THE TASK: Pictures aside, quote the whole listing exactly.

### TASK MATERIAL

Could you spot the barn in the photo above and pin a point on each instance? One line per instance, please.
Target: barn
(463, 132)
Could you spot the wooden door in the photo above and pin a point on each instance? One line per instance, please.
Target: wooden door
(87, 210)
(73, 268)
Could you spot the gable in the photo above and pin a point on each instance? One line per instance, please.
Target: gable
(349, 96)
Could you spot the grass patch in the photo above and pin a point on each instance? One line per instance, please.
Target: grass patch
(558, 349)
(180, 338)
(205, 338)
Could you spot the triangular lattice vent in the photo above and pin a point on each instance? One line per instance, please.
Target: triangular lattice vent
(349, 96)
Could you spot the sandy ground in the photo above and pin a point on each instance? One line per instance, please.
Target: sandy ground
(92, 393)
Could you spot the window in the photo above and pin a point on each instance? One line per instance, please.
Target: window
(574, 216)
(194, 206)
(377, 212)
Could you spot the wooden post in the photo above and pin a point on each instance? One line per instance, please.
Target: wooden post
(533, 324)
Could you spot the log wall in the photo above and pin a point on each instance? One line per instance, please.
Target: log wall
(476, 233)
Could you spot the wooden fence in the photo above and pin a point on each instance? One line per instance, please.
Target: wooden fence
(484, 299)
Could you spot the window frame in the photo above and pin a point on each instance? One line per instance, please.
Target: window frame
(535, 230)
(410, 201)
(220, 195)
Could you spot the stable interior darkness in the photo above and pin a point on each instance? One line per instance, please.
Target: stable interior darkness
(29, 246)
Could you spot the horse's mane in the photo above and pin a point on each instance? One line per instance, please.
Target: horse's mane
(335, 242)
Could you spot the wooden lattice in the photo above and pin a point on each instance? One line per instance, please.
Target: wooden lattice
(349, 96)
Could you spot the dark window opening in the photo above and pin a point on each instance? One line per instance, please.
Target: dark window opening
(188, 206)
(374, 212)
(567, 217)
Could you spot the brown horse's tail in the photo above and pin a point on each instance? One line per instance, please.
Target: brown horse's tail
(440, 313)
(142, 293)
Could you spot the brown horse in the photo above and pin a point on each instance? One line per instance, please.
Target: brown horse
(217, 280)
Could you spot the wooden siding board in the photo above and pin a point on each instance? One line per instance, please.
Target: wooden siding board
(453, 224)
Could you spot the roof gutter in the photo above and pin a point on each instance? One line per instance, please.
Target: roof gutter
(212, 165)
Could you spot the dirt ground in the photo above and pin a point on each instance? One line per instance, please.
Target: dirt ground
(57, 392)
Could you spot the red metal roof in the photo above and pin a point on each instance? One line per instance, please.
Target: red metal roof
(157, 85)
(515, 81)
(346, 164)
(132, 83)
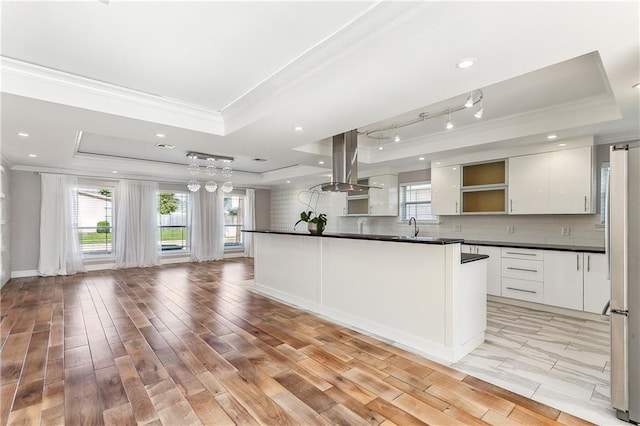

######

RESPONSE BOX:
Could you spot the barn in the photo above and pin a point on each instance? One line per instance, please.
Target: barn
(463, 132)
Could you spot the wooden door in the photo above and pin a point on each instance? One line per instance, please.
Target: wooden door
(87, 210)
(73, 268)
Could you spot the gable in the photo above and pin a point on each instance? One line per instance, please.
Target: gable
(349, 96)
Could you spot the grass patch in the photo above and pin a point on each instance? One line per instance, please.
Target: grass patch
(558, 349)
(180, 338)
(205, 338)
Could you spot the triangular lattice vent in the photo above and pin a point on each instance? One line per instance, please.
Target: triangular lattice vent
(349, 96)
Could you spot the sandy ground in the photo above and pin a point on each instance? One line per instance, please.
Target: sandy ground
(92, 393)
Could you spot the window in the photo above and pin a point on each instance? One line per instance, please.
Target: window
(574, 216)
(194, 206)
(377, 212)
Could you spot the wooden post in the photo above and pin a point on each instance? One line per instance, please.
Target: wooden post
(533, 324)
Could you spot the log wall in the photo above and pin a point on each instance? One line per instance, please.
Target: log wall
(476, 233)
Could you spot the wooden fence in the photo above and pin a point on each instance? One line per instance, please.
Target: wooden fence
(484, 299)
Could you spot the window frame in the photo above and pin a point on each instance? One line per instance, please.
Target: window frame
(535, 230)
(410, 201)
(220, 195)
Could you spot the stable interior darkness in the photo above and pin a point on each instance? One line per instance, please.
Target: stable interior darkness
(29, 246)
Could you spot the horse's mane in the photo above and pin a point on each instance? One line per instance, please.
Target: horse's mane
(335, 242)
Could you spot the wooden lattice in the photo above and pin a point on each instance? One line per instance, please.
Target: wooden lattice
(349, 96)
Could you spot the dark window opening in the photo above and pin a point on each instance? One line per instance, please.
Target: dark window opening
(188, 206)
(374, 212)
(567, 217)
Could you spot the brown horse's tail in the photo above and pin a point on each instance? One line per instance, please.
Target: brown horse's tail
(440, 313)
(142, 293)
Could you spot the brown horse in the photo above and pin a point on each instance? One line per instance, please.
Target: brown horse
(217, 280)
Could you spot the wooden siding board in the photo above and pin a point on each instance? One line per instance, please.
Target: wooden siding board
(453, 224)
Could you spot the roof gutter in the photo above and pin a point on each instance? One line per instance, please.
Target: roof gutter
(212, 165)
Could you spot the dirt ground in the photo above and pin a point on each instance? One line per instance, please.
Target: dirt ground
(57, 392)
Could you spot the red metal roof in the photo above and pin a point on each instance? One line per instance, please.
Target: red metal roof
(157, 85)
(515, 81)
(346, 164)
(132, 83)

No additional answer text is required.